## PROMPT
Please extract every line in the records below that contains the word "keypoint", treating uppercase and lowercase letters as different.

## PROVIDED MATERIAL

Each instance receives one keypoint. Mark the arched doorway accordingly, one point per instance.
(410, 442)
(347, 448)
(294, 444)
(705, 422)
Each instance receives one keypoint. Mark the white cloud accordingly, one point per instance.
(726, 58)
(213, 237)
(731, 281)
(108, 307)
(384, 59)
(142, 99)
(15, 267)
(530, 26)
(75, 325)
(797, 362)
---
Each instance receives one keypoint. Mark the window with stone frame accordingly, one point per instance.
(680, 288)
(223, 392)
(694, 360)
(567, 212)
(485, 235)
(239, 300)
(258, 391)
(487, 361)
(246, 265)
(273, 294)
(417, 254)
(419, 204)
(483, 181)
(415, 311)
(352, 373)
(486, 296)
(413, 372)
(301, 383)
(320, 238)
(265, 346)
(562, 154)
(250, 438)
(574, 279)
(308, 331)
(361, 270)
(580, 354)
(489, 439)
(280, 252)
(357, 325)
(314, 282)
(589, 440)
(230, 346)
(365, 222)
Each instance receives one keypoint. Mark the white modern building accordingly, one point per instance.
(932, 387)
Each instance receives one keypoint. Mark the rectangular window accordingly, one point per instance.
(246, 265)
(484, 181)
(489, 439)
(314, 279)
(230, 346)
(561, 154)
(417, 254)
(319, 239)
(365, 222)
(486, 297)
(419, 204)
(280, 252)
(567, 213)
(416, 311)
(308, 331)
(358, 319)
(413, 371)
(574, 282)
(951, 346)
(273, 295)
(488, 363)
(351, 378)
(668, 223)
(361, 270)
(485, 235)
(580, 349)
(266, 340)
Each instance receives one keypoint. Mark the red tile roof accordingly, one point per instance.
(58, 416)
==
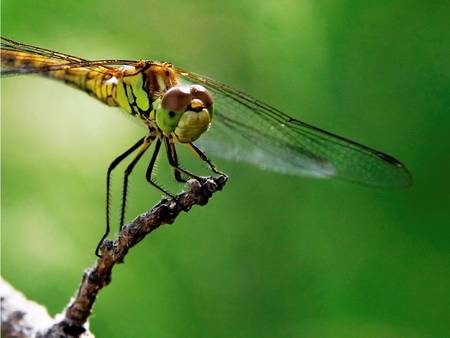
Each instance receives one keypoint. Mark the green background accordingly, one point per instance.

## OUTPUT OF THE TASK
Each instance receives one keypoint. Mark the arched doorway accordingly, one point per instance.
Each instance receives one keypoint. Mark the white cloud accordingly, one point per instance.
Each instance receives one keypoint. Mark the window with stone frame accordingly, one point per instance.
Each instance receives one keypoint. Mark the white modern building accordingly, one point per instance.
Each instance receives one keypoint. Mark the rectangular window accordingly, one point per instance.
Each instance receives one keypoint. Mark the red tile roof accordingly, one point per instance.
Each instance receives one keypoint. Mark the green background accordingly, one point per instance.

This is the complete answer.